Supplied text ::
☆ ☆ ☆
The Christians of Lebanon are facing significant challenges during these days of intense Israeli bombardment and military advancement into their country.

First of all, there is the obvious challenge of staying alive amidst what can only be described as full-out war. At the time of writing, the total number killed as a result of the bombing is close to 1000, according to the Lebanese Government. Many of these were civilians who were trying to find shelter in the basements of buildings or attempting to escape by car to the north. Many more are injured, both physically and emotionally.

For those who lived through the 16 years of Lebanese civil war, these last few weeks have rekindled terrible memories and shattered all hope and dreams of a normal future for their homeland. “It is catastrophic,” writes a church leader from one of the most devastated towns in Southern Lebanon. “We had lots and lots of bombs around us. The bridges are all destroyed and most of the hills around our town were bombed.”

Another church, closer to the border with Israel, is in even more serious danger. Twenty families along with the pastor and his family are hiding in the church building. There is no access to them except by phone. “The Israeli airplanes have even thrown flyers to warn people here to leave and evacuate the area…but how, if all the roads are closed and bridges destroyed,” reports the frustrated pastor.

Those who can escape are doing so and quickly. This mass exodus posses a second challenge to the Christian community, albeit one whose real impact will be felt more in the future. Christians were once the dominant majority in Lebanon. Not any more. The numbers began to drop during the civil war years and most sources tend to agree that the current figure is likely to be less than 40 per cent of the population.

That percentage is likely to be dropping as you read this. “We have serious concerns that we will witness another heavy wave of emigration,” the church leader laments. “Already we had many people without jobs here.” The members of this particular Christian community in Southern Lebanon were refugees for seven years and had only recently returned home. “Psychologically speaking, we do not see enough emotional strength in our hearts to handle another displacement [in Lebanon], and many people are already trying to leave the country for good,” the leader adds.

The future looks bleak for the Christians and churches in Lebanon. Some suggest that up to 70 per cent of the Christians that are still left in Lebanon are ready to leave as soon as Beirut airport reopens.
☆ ☆ ☆
Available data ::
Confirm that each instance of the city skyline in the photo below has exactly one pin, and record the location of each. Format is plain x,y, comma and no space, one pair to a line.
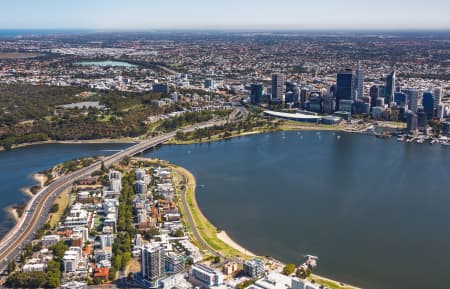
☆ ☆ ☆
Exercise objective ::
Decide whether each statement agrees with the article about Lebanon's Christians, answering yes or no and quoting the words that settle it. 1. The Lebanese Government is the source for the death toll of close to 1000. 2. The families hiding in the church near the border can be reached only by phone. 3. Christians have always been a minority in Lebanon. The lines have no connection to the article about Lebanon's Christians.

Response to the exercise ::
1. Yes: "the total number killed as a result of the bombing is close to 1000, according to the Lebanese Government"
2. Yes: "There is no access to them except by phone."
3. No: "Christians were once the dominant majority in Lebanon."